#### Text segment:
____________________

I am encountering the following error:
'ksh: /usr/bin/find: arg list too long'
for this script:
#!/bin/ksh
FILE_AGE_CRITERION_IN_DAYS=$1
FILE_NAME_PATTERN_TO_MATCH=*
DIR_TO_CLEAN=$3
LOG_DIR=$4
FILES_DELETED_COUNT=0
for FILE in `find $DIR_TO_CLEAN/* -prune -type f -name
"$FILE_NAME_PATTERN_TO_MATCH" -mtime +$FILE_AGE_CRITERION_IN_DAYS -
print`
do
rm -f $FILE
let "FILES_DELETED_COUNT+=1"
done
echo "- Deleted $FILES_DELETED_COUNT file(s) from $DIR_TO_CLEAN" | tee
-a $LOG_DIR/$LOG_FILE
The directory that I am trying to clean up is huge and I would prefer
to not have to provide multiple file name patterns to match.
Can someone provide an alternative code snippet that will:
1) Avoid the 'ksh: /usr/bin/find: arg list too long' issue
2) Delete all files in a directory that meet an age criterion
3) Not delete any files in any sub-directories (prune functionality)
4) Not delete any sub-directories in the directory
TIA
Luke
If your find has the -maxdepth option, you can use it to solve this
problem:
find $DIR_TO_CLEAN -maxdepth 1 -type f ...
--
Barry Margolin, bar...@alum.mit.edu
Arlington, MA
*** PLEASE post questions in newsgroups, not directly to me ***
*** PLEASE don't copy me on replies, I'll read them in the group ***
>for this script:
>TIA
>Luke
The first argument to find is a path not a file so you don't use the "/*" ie
find $DIR_TO_CLEAN -prune etc.

____________________

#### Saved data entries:
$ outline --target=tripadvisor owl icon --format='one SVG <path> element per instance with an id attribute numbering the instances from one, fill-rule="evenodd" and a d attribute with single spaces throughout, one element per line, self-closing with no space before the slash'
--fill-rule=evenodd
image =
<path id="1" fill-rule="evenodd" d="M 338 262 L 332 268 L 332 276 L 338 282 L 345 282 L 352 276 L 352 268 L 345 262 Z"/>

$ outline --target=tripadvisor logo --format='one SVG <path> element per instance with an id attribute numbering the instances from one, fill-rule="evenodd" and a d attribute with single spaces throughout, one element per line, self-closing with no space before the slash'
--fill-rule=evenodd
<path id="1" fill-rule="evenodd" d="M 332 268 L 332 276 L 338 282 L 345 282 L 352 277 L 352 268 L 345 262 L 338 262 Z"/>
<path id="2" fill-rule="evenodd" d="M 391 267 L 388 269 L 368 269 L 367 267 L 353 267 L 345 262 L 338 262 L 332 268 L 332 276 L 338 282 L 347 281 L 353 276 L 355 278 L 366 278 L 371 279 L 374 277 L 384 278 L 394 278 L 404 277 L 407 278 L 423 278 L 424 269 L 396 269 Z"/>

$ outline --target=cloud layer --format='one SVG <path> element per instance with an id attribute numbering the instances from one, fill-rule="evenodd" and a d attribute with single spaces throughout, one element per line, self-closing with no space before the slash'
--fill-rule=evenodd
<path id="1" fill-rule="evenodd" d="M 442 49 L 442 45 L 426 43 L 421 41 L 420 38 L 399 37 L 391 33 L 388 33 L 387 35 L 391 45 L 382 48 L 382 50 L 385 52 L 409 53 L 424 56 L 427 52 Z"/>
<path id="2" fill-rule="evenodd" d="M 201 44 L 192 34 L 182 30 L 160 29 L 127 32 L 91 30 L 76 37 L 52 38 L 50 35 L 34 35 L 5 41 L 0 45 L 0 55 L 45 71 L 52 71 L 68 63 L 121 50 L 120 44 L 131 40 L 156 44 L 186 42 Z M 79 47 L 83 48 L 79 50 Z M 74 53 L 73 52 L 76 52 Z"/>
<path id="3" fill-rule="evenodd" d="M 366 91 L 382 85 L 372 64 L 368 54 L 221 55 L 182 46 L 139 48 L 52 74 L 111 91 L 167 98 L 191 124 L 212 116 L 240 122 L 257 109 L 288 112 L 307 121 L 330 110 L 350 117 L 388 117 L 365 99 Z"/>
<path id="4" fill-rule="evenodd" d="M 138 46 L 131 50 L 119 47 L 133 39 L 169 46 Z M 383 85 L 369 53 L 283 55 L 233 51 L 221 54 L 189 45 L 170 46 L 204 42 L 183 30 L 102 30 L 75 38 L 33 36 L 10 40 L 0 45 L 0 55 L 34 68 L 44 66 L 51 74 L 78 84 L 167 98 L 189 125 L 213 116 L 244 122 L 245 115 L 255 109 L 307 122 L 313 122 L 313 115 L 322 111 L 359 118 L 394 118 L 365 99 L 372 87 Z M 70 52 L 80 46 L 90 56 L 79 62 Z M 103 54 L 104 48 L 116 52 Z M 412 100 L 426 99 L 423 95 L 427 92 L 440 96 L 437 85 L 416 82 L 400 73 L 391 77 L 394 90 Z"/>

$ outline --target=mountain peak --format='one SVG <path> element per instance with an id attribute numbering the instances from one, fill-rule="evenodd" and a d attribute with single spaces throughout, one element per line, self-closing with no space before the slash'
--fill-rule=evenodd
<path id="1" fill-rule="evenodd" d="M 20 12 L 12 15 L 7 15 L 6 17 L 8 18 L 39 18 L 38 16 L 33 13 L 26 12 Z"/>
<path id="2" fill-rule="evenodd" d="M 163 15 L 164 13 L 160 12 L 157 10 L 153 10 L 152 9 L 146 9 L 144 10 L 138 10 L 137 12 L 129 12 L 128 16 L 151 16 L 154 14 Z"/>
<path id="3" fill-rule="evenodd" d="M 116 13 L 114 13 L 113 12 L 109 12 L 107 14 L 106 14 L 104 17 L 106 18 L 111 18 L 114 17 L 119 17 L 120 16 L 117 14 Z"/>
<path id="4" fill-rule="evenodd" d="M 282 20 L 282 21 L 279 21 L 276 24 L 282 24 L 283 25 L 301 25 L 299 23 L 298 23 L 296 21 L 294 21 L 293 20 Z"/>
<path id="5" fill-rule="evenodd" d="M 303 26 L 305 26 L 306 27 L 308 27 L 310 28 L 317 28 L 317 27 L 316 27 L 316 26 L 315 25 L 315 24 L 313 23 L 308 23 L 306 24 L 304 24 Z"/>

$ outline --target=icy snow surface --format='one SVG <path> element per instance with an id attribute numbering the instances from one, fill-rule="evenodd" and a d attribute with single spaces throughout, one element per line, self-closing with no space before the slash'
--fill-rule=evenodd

____________________

#### Task list:
1. In the thread about the find error, which find option does Barry Margolin suggest using?
2. Please carry on the thread about the find error from its last line.

#### Outputs by task:
1. The -maxdepth option.

2.
Not sure if that would be enough, if the output from find was still too large
it might cause the for statement to blow up. You could do something like:
$ find $DIR blah blah | while read file
do
rm -f $file
blah
done
Or
$ echo Before `ls $DIR | wc -l`
$ find $DIR blah -exec rm -f {} \;
$ echo After `ls $DIR | wc -l`
Eddie
You're letting the shell expand the * under $DIR_TO_CLEAN, which means it's
trying to pass thousands of names to the find command. Instead, pass only the
one directory to find and let it figure out all the children, that's what it
does. If you want to exclude the parent directory itself, include -mindepth
1.
--
Mark Rafn da...@dagon.net <http://www.dagon.net/>
files_deleted_count=$(
find "$dir_to_clean/." ! -name . -prune \
! -type d \
-name "$file_name_pattern_to_match" \
-mtime "+$file_age_criterion_in_days" \
-exec rm -f {} \; -exec echo . \;
)
--
Stᅵphane
Why not just
files_deleted_count=$(
find "$dir_to_clean" ! -name . -prune \
! -type d \
-name "$file_name_pattern_to_match" \
-mtime "+$file_age_criterion_in_days" \
-exec rm -f {} \; -exec echo . \;
)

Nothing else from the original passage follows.